» **Assignment**
Pull out every line in the entries below that contains the string "negative". Treat uppercase and lowercase as different.

» **Saved data entries**

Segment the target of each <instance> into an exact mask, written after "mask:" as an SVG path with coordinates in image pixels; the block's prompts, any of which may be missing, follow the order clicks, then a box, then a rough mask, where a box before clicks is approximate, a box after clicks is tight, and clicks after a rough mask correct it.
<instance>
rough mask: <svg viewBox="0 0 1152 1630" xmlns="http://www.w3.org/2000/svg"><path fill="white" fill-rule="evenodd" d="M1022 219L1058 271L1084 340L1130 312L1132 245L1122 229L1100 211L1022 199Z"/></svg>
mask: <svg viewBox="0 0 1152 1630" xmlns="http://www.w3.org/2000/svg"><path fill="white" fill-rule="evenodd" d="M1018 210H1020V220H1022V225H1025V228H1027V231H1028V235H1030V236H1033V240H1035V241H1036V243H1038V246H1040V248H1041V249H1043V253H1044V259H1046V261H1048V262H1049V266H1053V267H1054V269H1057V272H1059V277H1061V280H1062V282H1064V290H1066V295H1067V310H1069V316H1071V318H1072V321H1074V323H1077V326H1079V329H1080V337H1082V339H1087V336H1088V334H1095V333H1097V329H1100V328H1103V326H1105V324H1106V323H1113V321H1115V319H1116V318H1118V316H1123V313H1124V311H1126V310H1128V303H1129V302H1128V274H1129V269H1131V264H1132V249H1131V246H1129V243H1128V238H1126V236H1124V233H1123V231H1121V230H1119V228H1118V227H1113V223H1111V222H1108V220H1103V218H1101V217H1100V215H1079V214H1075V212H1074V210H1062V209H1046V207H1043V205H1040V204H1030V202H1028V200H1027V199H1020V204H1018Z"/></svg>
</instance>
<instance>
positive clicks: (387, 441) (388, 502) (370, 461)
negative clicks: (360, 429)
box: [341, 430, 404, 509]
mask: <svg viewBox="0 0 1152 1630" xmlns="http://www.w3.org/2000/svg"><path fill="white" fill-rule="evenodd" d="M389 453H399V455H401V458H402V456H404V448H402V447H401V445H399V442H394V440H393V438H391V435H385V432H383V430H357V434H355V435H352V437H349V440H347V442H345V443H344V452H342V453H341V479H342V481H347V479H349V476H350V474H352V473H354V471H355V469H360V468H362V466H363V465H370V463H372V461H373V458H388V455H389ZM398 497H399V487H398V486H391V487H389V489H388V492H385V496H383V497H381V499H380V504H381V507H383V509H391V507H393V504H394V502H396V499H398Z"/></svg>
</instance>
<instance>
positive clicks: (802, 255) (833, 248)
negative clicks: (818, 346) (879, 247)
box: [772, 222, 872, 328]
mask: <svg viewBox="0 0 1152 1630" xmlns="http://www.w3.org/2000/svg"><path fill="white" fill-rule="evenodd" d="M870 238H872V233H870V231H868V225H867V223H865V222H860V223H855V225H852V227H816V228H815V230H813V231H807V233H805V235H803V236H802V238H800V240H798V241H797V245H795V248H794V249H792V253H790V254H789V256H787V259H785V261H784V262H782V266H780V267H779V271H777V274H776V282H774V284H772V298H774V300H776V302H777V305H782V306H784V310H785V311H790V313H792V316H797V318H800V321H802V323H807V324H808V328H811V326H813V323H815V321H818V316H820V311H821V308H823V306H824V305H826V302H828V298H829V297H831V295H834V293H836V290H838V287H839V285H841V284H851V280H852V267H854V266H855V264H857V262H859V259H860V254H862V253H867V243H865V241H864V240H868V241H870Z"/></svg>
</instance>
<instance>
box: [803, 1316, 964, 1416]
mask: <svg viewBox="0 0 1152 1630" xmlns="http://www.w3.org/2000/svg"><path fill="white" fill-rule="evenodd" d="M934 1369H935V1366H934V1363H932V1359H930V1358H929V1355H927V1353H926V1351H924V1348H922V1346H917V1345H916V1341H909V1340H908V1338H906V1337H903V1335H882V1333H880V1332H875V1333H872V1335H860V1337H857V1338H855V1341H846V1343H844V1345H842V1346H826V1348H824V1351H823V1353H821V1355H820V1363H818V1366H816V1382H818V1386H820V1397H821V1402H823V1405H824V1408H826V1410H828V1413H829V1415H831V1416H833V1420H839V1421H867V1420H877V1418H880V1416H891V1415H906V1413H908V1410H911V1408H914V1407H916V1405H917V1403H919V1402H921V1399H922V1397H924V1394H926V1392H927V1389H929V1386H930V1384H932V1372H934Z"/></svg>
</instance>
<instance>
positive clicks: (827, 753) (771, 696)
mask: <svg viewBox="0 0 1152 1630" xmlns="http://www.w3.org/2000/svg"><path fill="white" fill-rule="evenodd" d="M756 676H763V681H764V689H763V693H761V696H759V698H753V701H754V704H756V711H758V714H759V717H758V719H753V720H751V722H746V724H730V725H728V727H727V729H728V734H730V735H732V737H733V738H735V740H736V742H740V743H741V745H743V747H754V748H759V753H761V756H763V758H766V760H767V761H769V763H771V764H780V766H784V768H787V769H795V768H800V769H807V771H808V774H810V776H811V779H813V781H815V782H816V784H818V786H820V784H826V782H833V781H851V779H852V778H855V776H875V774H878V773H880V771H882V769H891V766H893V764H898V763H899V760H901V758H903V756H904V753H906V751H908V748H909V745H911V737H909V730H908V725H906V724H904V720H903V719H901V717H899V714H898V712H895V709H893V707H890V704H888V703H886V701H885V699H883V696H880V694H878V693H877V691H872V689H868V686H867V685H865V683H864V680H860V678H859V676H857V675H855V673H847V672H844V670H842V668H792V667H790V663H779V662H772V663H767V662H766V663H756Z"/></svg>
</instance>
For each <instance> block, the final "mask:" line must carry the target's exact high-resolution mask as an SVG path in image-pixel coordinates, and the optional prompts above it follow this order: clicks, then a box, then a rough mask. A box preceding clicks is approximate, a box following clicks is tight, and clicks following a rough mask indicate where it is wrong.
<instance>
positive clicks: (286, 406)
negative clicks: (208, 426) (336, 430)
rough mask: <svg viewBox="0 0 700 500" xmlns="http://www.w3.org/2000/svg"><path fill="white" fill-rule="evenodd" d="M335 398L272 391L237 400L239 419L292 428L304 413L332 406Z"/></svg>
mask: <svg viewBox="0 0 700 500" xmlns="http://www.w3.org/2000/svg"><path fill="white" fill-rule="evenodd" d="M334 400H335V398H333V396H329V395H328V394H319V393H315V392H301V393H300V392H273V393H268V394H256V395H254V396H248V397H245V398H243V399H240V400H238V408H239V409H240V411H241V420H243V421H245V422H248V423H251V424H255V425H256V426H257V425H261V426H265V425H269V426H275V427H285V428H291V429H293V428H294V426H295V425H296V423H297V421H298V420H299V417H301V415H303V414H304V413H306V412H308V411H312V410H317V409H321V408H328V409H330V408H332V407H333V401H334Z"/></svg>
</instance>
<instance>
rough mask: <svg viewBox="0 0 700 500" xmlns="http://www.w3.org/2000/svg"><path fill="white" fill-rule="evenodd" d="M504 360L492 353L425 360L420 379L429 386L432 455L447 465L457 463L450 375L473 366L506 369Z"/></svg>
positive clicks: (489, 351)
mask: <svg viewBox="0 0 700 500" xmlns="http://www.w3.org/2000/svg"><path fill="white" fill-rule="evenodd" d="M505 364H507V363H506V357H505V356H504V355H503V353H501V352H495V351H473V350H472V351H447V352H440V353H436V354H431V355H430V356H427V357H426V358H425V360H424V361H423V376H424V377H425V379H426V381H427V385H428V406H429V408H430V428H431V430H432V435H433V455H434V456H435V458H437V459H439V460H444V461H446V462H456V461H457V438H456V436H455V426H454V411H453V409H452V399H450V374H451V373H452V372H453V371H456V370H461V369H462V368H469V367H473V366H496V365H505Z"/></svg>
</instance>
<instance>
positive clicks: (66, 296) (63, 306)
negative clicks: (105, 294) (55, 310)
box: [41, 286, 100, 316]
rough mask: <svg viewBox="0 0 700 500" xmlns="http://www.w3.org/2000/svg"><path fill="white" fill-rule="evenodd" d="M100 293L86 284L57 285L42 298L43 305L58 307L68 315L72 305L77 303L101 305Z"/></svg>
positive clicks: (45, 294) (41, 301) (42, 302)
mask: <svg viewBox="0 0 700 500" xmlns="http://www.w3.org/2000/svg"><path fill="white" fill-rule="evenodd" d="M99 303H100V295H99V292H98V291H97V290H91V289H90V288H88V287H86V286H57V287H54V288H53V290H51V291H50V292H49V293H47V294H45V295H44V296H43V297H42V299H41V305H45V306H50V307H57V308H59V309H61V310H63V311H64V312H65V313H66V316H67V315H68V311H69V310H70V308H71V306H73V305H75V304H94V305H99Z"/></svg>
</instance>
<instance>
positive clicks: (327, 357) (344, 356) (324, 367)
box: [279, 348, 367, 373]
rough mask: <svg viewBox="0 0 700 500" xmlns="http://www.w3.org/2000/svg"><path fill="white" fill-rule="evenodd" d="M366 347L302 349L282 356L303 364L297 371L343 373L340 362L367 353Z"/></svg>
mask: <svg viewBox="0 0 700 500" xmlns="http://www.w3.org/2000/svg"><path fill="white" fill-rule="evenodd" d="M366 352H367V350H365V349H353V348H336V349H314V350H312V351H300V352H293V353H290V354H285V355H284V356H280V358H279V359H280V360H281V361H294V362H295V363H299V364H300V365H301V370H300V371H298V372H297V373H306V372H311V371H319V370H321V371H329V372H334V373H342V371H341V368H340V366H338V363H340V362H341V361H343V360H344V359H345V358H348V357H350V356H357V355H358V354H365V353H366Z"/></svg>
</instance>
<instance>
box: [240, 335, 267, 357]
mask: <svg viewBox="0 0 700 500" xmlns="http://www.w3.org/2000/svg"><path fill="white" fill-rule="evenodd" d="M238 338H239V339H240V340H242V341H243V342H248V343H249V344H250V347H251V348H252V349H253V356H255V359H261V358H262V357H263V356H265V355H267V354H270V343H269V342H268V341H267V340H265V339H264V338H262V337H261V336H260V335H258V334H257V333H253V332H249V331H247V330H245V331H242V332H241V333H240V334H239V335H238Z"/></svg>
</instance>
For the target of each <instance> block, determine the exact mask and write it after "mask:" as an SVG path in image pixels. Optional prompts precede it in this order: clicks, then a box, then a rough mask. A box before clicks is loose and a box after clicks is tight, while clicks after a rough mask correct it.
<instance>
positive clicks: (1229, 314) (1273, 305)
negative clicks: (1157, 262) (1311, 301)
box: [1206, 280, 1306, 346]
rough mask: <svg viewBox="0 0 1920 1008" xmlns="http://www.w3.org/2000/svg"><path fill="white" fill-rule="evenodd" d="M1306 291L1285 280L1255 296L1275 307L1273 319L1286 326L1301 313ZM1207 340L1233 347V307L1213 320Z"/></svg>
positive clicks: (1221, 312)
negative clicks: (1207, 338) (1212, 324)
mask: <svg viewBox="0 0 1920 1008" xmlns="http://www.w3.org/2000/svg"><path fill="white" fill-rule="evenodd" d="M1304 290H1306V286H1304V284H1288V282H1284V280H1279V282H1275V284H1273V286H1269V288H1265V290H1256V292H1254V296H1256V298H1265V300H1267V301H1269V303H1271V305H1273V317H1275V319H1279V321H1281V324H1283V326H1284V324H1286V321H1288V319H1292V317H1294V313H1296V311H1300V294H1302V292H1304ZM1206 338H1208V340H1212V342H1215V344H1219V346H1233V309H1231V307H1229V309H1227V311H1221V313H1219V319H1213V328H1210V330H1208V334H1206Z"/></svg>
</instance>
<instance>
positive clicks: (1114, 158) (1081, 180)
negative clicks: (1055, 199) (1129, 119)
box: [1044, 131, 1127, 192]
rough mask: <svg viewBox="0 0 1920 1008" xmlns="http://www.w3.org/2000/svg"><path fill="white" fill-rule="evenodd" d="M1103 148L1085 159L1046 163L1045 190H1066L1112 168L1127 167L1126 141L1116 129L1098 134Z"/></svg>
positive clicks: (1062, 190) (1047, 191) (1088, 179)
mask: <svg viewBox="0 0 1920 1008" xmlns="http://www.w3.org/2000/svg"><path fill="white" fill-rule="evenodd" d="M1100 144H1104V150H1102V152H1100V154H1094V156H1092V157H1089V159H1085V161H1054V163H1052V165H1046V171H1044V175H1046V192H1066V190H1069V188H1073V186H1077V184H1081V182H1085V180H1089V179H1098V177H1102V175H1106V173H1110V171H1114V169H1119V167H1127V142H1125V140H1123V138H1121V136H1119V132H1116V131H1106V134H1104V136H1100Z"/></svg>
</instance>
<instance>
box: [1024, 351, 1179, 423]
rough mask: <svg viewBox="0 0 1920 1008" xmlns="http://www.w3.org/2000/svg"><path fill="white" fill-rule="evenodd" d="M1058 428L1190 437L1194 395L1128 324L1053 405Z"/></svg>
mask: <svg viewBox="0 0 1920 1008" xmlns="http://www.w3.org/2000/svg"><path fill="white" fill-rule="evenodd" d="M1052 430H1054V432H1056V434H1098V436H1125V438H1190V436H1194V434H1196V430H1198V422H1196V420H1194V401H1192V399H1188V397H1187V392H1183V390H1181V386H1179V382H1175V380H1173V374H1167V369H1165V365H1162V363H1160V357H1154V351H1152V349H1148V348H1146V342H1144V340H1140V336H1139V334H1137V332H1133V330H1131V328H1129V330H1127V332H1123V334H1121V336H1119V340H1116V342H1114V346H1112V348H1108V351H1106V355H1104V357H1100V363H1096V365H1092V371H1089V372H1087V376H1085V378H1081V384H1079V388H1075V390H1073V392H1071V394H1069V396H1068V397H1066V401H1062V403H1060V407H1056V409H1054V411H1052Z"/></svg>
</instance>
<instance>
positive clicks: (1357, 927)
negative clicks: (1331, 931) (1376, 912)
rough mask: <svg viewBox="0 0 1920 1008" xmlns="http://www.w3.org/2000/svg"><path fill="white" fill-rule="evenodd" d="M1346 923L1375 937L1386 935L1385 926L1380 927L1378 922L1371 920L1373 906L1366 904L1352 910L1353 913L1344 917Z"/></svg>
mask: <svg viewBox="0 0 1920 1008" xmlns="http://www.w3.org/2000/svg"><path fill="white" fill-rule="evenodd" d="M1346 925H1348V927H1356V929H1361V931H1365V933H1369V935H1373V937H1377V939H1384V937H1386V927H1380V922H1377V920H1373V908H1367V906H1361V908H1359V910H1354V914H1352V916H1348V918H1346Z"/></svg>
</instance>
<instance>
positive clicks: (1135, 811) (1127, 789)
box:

» **Answer to the problem**
negative clicks: (360, 429)
negative clicks: (818, 346) (879, 247)
negative clicks: (208, 426) (336, 430)
negative clicks: (105, 294) (55, 310)
negative clicks: (1157, 262) (1311, 301)
negative clicks: (1207, 338) (1212, 324)
negative clicks: (1055, 199) (1129, 119)
negative clicks: (1331, 931) (1376, 912)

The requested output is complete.